What you have to do.
Format the material below as a Markdown table with the columns Row and Line. Number each non-blank line in sequence and leave out blank lines.

-------- Input for this task --------

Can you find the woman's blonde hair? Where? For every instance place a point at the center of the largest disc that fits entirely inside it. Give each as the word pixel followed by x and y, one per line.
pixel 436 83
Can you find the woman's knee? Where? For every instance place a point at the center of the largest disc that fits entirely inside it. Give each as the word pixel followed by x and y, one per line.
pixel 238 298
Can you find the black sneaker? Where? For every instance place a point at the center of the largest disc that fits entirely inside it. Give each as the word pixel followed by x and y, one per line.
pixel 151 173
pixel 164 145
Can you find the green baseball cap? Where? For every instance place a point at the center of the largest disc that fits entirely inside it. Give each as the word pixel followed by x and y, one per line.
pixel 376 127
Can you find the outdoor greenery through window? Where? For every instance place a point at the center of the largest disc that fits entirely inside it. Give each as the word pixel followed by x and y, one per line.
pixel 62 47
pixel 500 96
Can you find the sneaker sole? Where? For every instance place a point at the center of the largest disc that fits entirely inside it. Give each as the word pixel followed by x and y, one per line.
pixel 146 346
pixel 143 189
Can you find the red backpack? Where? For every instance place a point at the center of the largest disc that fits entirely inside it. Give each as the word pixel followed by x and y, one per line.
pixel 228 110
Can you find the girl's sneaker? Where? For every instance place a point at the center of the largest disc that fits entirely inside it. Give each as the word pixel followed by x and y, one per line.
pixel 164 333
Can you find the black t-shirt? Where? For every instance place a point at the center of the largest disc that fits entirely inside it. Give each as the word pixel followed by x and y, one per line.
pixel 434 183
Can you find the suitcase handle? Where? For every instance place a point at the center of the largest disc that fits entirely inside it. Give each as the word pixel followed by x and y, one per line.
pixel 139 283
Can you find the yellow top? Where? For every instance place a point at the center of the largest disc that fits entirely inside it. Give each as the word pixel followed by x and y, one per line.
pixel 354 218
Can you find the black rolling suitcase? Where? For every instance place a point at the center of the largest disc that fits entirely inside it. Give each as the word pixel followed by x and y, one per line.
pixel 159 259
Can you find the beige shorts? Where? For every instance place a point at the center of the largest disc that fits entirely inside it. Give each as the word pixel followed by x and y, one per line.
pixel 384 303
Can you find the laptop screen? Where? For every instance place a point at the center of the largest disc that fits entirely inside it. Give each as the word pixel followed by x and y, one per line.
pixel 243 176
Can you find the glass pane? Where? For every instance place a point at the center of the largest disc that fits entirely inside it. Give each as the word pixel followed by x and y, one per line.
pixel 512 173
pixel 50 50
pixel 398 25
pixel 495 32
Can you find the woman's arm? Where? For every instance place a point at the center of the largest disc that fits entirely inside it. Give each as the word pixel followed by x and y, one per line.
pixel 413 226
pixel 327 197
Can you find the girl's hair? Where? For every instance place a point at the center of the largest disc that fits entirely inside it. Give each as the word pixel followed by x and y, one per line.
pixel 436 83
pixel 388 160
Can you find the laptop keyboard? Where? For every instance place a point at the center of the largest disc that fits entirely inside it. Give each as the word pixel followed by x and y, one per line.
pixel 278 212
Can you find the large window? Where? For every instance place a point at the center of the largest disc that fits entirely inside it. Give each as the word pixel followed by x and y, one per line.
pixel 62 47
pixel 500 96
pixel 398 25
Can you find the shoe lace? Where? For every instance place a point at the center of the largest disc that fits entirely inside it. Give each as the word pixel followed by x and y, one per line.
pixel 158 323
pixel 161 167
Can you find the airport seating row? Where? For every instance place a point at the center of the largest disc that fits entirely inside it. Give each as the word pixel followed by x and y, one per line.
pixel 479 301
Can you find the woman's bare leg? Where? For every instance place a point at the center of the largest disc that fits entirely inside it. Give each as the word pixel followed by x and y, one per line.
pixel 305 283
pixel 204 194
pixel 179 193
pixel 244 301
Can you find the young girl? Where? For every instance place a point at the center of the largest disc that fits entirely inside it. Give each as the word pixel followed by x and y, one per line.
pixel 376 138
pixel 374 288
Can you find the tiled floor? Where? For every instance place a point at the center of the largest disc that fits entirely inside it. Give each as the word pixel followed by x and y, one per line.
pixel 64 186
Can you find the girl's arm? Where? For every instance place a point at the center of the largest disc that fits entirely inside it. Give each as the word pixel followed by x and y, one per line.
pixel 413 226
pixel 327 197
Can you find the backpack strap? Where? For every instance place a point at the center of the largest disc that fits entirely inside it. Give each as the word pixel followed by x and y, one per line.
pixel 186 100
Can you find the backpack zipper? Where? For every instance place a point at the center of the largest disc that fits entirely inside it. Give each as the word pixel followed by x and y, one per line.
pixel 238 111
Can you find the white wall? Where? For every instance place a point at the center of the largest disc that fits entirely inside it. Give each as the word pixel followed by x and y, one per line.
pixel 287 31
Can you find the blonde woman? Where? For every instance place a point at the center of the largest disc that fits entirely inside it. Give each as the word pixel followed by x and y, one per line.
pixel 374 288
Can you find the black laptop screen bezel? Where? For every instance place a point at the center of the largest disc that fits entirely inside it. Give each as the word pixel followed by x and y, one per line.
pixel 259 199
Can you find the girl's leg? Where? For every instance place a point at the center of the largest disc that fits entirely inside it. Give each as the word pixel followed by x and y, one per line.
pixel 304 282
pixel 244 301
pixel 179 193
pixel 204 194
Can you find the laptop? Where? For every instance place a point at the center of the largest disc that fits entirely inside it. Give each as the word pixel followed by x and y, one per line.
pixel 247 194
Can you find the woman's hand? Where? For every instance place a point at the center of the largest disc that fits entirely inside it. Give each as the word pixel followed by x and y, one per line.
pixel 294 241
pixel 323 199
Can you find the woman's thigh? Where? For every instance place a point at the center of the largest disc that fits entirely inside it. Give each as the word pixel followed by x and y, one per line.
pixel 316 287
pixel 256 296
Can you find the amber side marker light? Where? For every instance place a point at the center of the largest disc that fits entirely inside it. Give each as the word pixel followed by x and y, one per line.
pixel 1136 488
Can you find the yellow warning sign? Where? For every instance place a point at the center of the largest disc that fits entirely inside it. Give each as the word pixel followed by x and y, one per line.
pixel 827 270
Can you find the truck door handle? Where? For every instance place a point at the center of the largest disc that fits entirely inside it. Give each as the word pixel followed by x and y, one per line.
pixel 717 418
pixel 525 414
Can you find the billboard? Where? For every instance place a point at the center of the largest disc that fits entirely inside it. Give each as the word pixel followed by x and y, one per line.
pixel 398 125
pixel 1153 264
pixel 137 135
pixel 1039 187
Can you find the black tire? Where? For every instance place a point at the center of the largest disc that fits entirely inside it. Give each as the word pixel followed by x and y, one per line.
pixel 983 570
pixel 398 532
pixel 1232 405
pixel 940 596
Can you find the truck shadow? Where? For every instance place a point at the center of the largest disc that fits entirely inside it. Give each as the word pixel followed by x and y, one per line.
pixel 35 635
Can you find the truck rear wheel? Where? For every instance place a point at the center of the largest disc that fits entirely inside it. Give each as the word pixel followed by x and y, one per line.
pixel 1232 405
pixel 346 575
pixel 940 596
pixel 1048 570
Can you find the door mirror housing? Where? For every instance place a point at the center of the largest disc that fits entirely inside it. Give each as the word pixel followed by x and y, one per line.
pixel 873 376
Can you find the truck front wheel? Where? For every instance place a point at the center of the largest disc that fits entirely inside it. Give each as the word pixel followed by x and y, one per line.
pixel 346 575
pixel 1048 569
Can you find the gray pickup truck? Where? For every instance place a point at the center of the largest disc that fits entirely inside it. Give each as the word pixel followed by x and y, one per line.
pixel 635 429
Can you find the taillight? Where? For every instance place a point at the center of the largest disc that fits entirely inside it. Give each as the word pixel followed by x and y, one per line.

--------

Complete response.
| Row | Line |
|---|---|
| 1 | Can you find the woman's blonde hair? Where? For every instance place a point at the center of the largest disc that fits entirely inside it. Give each as the word pixel followed by x and y, one per line. |
| 2 | pixel 436 83 |
| 3 | Can you find the woman's knee? Where? For every instance place a point at the center of the largest disc that fits entirely inside it. Give each as the word pixel followed by x and y, one per line. |
| 4 | pixel 238 298 |
| 5 | Can you find the black sneaker? Where? For every instance place a point at the center of the largest disc that fits entirely inside it. Give each as the word pixel followed by x and y, one per line. |
| 6 | pixel 151 173 |
| 7 | pixel 164 145 |
| 8 | Can you find the green baseball cap? Where? For every instance place a point at the center of the largest disc that fits entirely inside it. Give each as the word pixel followed by x and y, one per line. |
| 9 | pixel 376 127 |
| 10 | Can you find the outdoor greenery through window? Where? For every instance place a point at the center of the largest disc that fits entirely inside it. Give each as the word pixel followed by x and y, one per line. |
| 11 | pixel 62 47 |
| 12 | pixel 500 96 |
| 13 | Can you find the sneaker sole? Where? For every instance place a point at the center of the largest disc that fits entirely inside it. Give each as the word pixel followed by x and y, one per line. |
| 14 | pixel 146 346 |
| 15 | pixel 143 189 |
| 16 | Can you find the red backpack? Where? For every instance place a point at the center of the largest disc that fits entirely inside it. Give each as the word pixel followed by x and y, one per line. |
| 17 | pixel 228 110 |
| 18 | Can you find the girl's sneaker? Where? For every instance place a point at the center of the largest disc that fits entirely inside it. Give each as the word pixel followed by x and y, one per line. |
| 19 | pixel 164 333 |
| 20 | Can you find the black t-shirt? Where? For every instance place a point at the center of the largest disc that fits entirely inside it. Give each as the word pixel followed by x and y, one per line. |
| 21 | pixel 434 183 |
| 22 | Can you find the suitcase handle? Where? For every instance place a point at the center of the largest disc that fits entirely inside it. Give each as the word pixel followed by x and y, one per line. |
| 23 | pixel 139 283 |
| 24 | Can you find the yellow top? Where? For every instance place a point at the center of the largest disc that fits entirely inside it. Give each as the word pixel followed by x and y, one per line. |
| 25 | pixel 354 218 |
| 26 | Can you find the black rolling suitcase? Where? For every instance place a point at the center of the largest disc that fits entirely inside it. Give each as the word pixel followed by x and y, one per line. |
| 27 | pixel 159 259 |
| 28 | Can you find the beige shorts? Where? For every instance place a point at the center of the largest disc that fits entirely inside it. Give each as the word pixel followed by x and y, one per line. |
| 29 | pixel 384 303 |
| 30 | Can you find the laptop screen? Where? For every instance place a point at the center of the largest disc that fits entirely inside it. Give each as the word pixel followed by x and y, one per line. |
| 31 | pixel 243 176 |
| 32 | Can you find the glass pane? Where? For every instance place a point at the center of the largest disc that fits entirely inside it. Give each as the word pixel followed by x and y, one per line. |
| 33 | pixel 512 173 |
| 34 | pixel 50 50 |
| 35 | pixel 398 25 |
| 36 | pixel 495 32 |
| 37 | Can you find the woman's arm? Where? For every instance place a point at the center of the largest disc that fits entirely inside it. Give each as the word pixel followed by x and y, one per line. |
| 38 | pixel 413 226 |
| 39 | pixel 327 197 |
| 40 | Can you find the girl's hair? Where? For every instance place a point at the center of the largest disc that fits entirely inside it. Give each as the word pixel followed by x and y, one per line. |
| 41 | pixel 436 83 |
| 42 | pixel 388 160 |
| 43 | Can you find the laptop keyboard? Where? For every instance place a point at the center of the largest disc that fits entirely inside it. Give each as the word pixel followed by x and y, one per line. |
| 44 | pixel 278 212 |
| 45 | Can you find the large window? Where? For every instance place a point at the center of the largest disc that fits entirely inside it. Give each as the word pixel followed by x and y, one per line. |
| 46 | pixel 62 47 |
| 47 | pixel 500 96 |
| 48 | pixel 398 25 |
| 49 | Can you find the shoe lace? Where? For every instance place a point at the center of the largest disc that fits entirely inside it. Give each as the word pixel followed by x and y, one per line. |
| 50 | pixel 158 323 |
| 51 | pixel 161 167 |
| 52 | Can you find the airport seating row? Where? For every instance place a point at the center of the largest disc that fits entirely inside it. Give each as the word pixel followed by x and y, one per line. |
| 53 | pixel 479 301 |
| 54 | Can you find the woman's bare leg? Where? For every instance place a point at the center of the largest disc that fits entirely inside it. Give each as the word pixel followed by x and y, one per line. |
| 55 | pixel 305 283 |
| 56 | pixel 204 194 |
| 57 | pixel 179 193 |
| 58 | pixel 244 301 |
| 59 | Can you find the young girl? Where? For every instance place a point at the center of the largest disc that fits entirely inside it. Give each as the word pixel followed by x and y, one per line. |
| 60 | pixel 376 138 |
| 61 | pixel 374 288 |
| 62 | Can you find the tiled floor? Where? For every instance place a point at the center of the largest disc that fits entirely inside it. Give each as the word pixel followed by x and y, one per line. |
| 63 | pixel 64 186 |
| 64 | Can you find the girl's arm? Where? For every instance place a point at the center of the largest disc that fits entirely inside it. Give each as the word pixel followed by x and y, one per line. |
| 65 | pixel 413 226 |
| 66 | pixel 327 197 |
| 67 | Can you find the backpack strap? Where? For every instance place a point at the center of the largest disc that fits entirely inside it. Give each as the word pixel followed by x and y, one per line. |
| 68 | pixel 186 100 |
| 69 | Can you find the backpack zipper? Where? For every instance place a point at the center of the largest disc that fits entirely inside it. Give each as the word pixel followed by x and y, one per line. |
| 70 | pixel 238 111 |
| 71 | Can you find the white wall? Where? For every instance place a point at the center of the largest disc that fits entirely inside it. Give each as the word pixel followed by x and y, one per line. |
| 72 | pixel 287 31 |
| 73 | Can you find the blonde woman? Where? For every instance place a point at the center of the largest disc that fits entirely inside it. Give each as the word pixel followed by x and y, one per line. |
| 74 | pixel 374 288 |
| 75 | Can you find the black laptop screen bezel? Where? For every instance place a point at the center of the largest disc that fits entirely inside it. Give each as the word pixel followed by x and y, one per line. |
| 76 | pixel 259 199 |
| 77 | Can you find the girl's leg? Where? For every instance place a point at the center of the largest disc that fits entirely inside it. Give each as the word pixel followed by x and y, one per line. |
| 78 | pixel 304 282 |
| 79 | pixel 244 301 |
| 80 | pixel 179 193 |
| 81 | pixel 204 194 |
| 82 | Can you find the laptop? Where? For every instance place a point at the center of the largest disc that fits entirely inside it. Give each as the word pixel followed by x and y, one per line. |
| 83 | pixel 247 194 |
| 84 | Can you find the woman's hand? Where? For every instance place a point at the center of the largest disc that fits entirely inside it. Give each as the word pixel followed by x and y, one per line. |
| 85 | pixel 294 241 |
| 86 | pixel 323 199 |
| 87 | Can you find the woman's thigh? Where? For every instance place a point at the center of the largest disc that fits entirely inside it. Give each as the word pixel followed by x and y, one per line. |
| 88 | pixel 316 287 |
| 89 | pixel 256 296 |
| 90 | Can you find the amber side marker light? Where? For every instance place a point at the center of the largest disc that fits entirely inside it. Give each as the word pixel followed by x and y, one per line. |
| 91 | pixel 1136 488 |
| 92 | Can you find the yellow warning sign? Where? For every instance place a point at the center of the largest disc that fits entirely inside it. Give each as the word pixel followed by x and y, one per line. |
| 93 | pixel 827 270 |
| 94 | Can you find the truck door handle? Where? For every instance place a point at the center of the largest disc that fits entirely inside it. Give each as the word pixel followed by x and y, one per line. |
| 95 | pixel 717 418 |
| 96 | pixel 525 414 |
| 97 | Can you find the billboard? Where? For every instance place a point at the center of the largest disc that fits entirely inside it. Give each as the word pixel followed by x and y, one per line. |
| 98 | pixel 398 125 |
| 99 | pixel 1153 264 |
| 100 | pixel 137 135 |
| 101 | pixel 1039 187 |
| 102 | Can you find the black tire? Where? For every instance place a point at the center of the largest disc that fits entirely inside it. Give each as the word pixel followed by x and y, one per line. |
| 103 | pixel 983 570 |
| 104 | pixel 398 532 |
| 105 | pixel 1232 405 |
| 106 | pixel 940 596 |
| 107 | Can you find the truck shadow? Where? For every instance place a point at the center of the largest disc that fits entirely inside it. Give each as the word pixel followed by x and y, one per line. |
| 108 | pixel 35 635 |
| 109 | Can you find the truck rear wheel? Where? For every instance place a point at the center of the largest disc that fits entirely inside it. Give each as the word pixel followed by x and y, one per line. |
| 110 | pixel 1232 405 |
| 111 | pixel 346 575 |
| 112 | pixel 940 596 |
| 113 | pixel 1048 570 |
| 114 | Can you find the door mirror housing? Where? For every instance place a point at the center of the largest disc that fits entirely inside it. Give each as the word pixel followed by x and y, one per line. |
| 115 | pixel 873 376 |
| 116 | Can you find the truck front wheel? Where? For every instance place a point at the center of the largest disc that fits entirely inside it. Give each as the word pixel followed by x and y, one per line. |
| 117 | pixel 346 575 |
| 118 | pixel 1048 569 |
| 119 | Can you find the gray pickup truck? Where? For every instance place a point at the center of the largest disc that fits entirely inside it. Give each as the word pixel followed by x and y, one per line. |
| 120 | pixel 635 429 |
| 121 | Can you find the taillight? Where? For every instance place a point at the center of the largest disc that fits entirely inside it. Give each as the word pixel followed by x and y, one per line. |